**Texto**

Pedimos otro café, hablando de que ese bar había sido excelente elección. Las muchachas se fueron con el bohemio, y salieron cubiertas de aplausos de todos los presentes, particularmente del alemán, que casi les hace una standing ovation mientras la mujer lo miraba con ojos chiquitos. Mientras tanto, la música árabe y el perreo intenso habían puesto a la catira en una bajada en la cual no la paraba nadie, y de lamerle la oreja al hombre había pasado a chuparle toda la cara mientras lo agarraba por todos lados como si se estuviera cayendo. La otra pareja se reía y brindaba, y les decían que dejaran el sebo, que qué ladilla (en italiano). Un rato después la catira estaba sentada encima del tipo, de frente a él. Tenía un minúsculo vestidito de flores, el cual en esta posición se había convertido básicamente en una camisa, y una pantaletita hilo dental la cosa más bella e inútil del mundo, ya que nos dejaba ver todo lo que estaba pasando allá abajo. Mi esposo se reía y me decía que era como tener un televisor al frente, simplemente no podía dejar de ver aunque quisiera. El alemán estaba en la misma situación, mientras su mujer lo miraba furibunda desde el otro lado de la mesa, y de vez en cuando dirigía miradas reprobatorias hacia la pareja indecente. Yo me reía y de rato en rato también echaba una miradita, sobre todo porque era comiquísima la forma en la que la mujer continuaba lamiendo al tipo. Quizás pensaba que era una gran zanahoria. El caballero ya había sido arrastrado por la rubia y andaba rodando por la misma bajada, y en pocos minutos ya la pantaletita estaba toda estirada, lo mismo que la parte de arriba del vestido.
La otra pareja, aburrida, voltearon sus sillas hacia nosotros y establecieron una apuesta: si iban a "hacer el sexo" ahí frente a nosotros o no. "Do the sex", repetían una y otra vez. Apostamos un euro, aunque no logro recordar si apostamos a favor o en contra, ya que a mi me parecía que para efectos prácticos, la apuesta estaba tardía y ya lo estaban haciendo. Cuando supieron que éramos venezolanos se quedaron sorprendidísimos, ya que ni siquiera sabían que Venezuela era un país. De nuestro presidente nunca había escuchado hablar. A mi esposo le decían que no parecía italiano, aunque fuera hijo de uno: "pareces irlandés", fue el veredicto. Y a mi me dedicaron unos buenos cinco minutos, ya que cuando les dije que era 100% caraqueña, simplemente no lo podían creer. "Pero pareces una italiana!" "Te ves igual a mí", me repetía la chica. No se si es que tenían la noción de que Latinoamérica es un gran Perú o qué. El hombre se presentó como un diseñador de modas milanés, dueño de una revista de modas, y ella como su esposa, también diseñadora y dueña de la misma revista. Nos ofrecieron trabajo en Milán y ayudarnos a abrir una cuenta bancaria en Hong Kong. Y nos dijeron que Milán era hermosa, pero que Roma era Roma, y que en el mundo solo habían tres ciudades: New York, París y Roma.

**Datos de trabajo**
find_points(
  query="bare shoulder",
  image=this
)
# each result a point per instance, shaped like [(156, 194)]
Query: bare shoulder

**Ejercicios**
1/ Según el texto, ¿cuáles eran las únicas tres ciudades del mundo para la pareja italiana?
2/ Reescribe todos los registros sustituyendo "bare shoulder" por "bare arm", sin cambiar nada más.

**Soluciones**
1/ New York, París y Roma.

2/
find_points(
  query="bare arm",
  image=this
)
# each result a point per instance, shaped like [(156, 194)]
Query: bare arm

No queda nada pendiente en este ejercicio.